* Task statement: In the records below, copy the line that contains "task | locate a point on every instance of the brown" and each line after it, word for word, through the last.

#### Dataset content ####

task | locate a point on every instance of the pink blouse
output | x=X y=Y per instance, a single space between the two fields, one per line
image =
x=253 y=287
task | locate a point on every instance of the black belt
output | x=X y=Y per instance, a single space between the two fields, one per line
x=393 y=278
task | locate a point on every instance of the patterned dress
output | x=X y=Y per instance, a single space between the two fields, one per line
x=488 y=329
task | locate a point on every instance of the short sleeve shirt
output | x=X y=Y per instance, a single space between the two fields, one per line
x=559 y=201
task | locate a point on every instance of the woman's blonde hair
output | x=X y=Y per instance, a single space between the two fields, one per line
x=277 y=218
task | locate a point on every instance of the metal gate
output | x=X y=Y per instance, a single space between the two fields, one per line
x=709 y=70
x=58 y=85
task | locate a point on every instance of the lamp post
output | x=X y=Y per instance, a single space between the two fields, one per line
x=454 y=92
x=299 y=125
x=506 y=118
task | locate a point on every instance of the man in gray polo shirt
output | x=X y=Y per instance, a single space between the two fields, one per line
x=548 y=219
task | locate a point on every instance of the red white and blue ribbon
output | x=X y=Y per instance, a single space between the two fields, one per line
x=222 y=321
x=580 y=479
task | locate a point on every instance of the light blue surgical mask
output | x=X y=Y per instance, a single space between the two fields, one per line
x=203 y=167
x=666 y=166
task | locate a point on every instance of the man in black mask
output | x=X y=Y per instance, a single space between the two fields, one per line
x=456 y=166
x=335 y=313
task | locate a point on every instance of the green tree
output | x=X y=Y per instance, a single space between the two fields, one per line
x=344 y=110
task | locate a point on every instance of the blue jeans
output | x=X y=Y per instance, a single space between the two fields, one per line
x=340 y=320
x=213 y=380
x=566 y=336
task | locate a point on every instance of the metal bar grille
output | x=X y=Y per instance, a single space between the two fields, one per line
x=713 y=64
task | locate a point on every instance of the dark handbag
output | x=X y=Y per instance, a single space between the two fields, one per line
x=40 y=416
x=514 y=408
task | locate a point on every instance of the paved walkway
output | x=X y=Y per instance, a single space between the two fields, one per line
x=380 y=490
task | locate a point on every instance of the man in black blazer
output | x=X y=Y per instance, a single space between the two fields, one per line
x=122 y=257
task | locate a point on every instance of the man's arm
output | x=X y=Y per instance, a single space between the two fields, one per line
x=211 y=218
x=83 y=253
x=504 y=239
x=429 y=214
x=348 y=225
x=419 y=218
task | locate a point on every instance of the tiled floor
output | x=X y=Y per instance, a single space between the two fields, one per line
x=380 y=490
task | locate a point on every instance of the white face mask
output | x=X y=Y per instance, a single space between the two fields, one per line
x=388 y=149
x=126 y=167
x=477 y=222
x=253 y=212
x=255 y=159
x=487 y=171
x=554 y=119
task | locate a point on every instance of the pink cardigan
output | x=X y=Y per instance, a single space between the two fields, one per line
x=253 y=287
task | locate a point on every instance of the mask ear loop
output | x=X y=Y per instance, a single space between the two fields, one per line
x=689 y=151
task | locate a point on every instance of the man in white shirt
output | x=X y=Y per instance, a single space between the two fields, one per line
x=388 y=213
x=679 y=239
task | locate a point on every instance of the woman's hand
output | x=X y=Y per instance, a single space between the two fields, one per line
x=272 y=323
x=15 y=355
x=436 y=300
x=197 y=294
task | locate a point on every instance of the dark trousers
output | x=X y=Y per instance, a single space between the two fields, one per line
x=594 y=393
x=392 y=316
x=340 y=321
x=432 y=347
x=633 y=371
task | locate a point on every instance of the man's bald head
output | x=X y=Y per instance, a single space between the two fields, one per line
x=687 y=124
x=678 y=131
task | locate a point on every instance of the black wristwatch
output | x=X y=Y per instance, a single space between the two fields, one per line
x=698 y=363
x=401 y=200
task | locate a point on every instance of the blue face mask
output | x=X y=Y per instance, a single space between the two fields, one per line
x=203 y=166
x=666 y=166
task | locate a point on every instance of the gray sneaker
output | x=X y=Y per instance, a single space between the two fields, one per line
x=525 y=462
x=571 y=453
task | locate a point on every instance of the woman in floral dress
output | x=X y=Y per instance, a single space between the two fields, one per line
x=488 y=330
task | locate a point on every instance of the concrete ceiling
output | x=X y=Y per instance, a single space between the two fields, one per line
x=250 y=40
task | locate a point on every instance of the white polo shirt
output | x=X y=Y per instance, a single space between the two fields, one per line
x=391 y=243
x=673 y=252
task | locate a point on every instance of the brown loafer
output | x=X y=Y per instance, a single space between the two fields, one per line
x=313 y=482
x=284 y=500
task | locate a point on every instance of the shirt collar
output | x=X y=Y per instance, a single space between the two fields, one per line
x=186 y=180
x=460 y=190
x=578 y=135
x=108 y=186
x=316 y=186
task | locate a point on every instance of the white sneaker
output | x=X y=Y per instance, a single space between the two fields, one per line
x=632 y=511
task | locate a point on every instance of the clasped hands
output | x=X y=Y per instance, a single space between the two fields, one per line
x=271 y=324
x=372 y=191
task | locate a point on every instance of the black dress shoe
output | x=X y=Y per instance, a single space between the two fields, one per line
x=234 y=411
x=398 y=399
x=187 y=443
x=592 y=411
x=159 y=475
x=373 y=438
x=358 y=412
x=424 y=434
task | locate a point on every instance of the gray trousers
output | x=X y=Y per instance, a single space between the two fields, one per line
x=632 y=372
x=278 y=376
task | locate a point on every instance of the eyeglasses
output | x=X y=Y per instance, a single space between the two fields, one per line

####

* Written response:
task | locate a point on every instance of the brown loafer
output | x=X y=Y per instance, a single space between the two fields, one per line
x=313 y=482
x=284 y=500
task | locate a point on every instance of the shirt collar
output | x=X y=Y per instance, a single space between the two fields, one per line
x=186 y=180
x=460 y=190
x=578 y=135
x=108 y=186
x=316 y=186
task | locate a point on every instance of the white sneaker
output | x=X y=Y per instance, a single space between the two fields, one per line
x=632 y=511
task | locate a point on every instance of the clasped hands
output | x=X y=Y per instance, a single space between the two fields, one per line
x=271 y=324
x=372 y=191
task | locate a point on every instance of the black dress shoe
output | x=X y=Y per instance, a single space between the two fields, one per line
x=234 y=411
x=398 y=399
x=187 y=443
x=592 y=411
x=159 y=475
x=373 y=438
x=358 y=412
x=424 y=434
task | locate a point on every instance of the gray trousers
output | x=X y=Y per instance, a single space between the two fields, one per line
x=632 y=372
x=278 y=376
task | locate a point on every instance of the eyeglasses
output | x=X y=Y per instance, a single space between the two fields, one per line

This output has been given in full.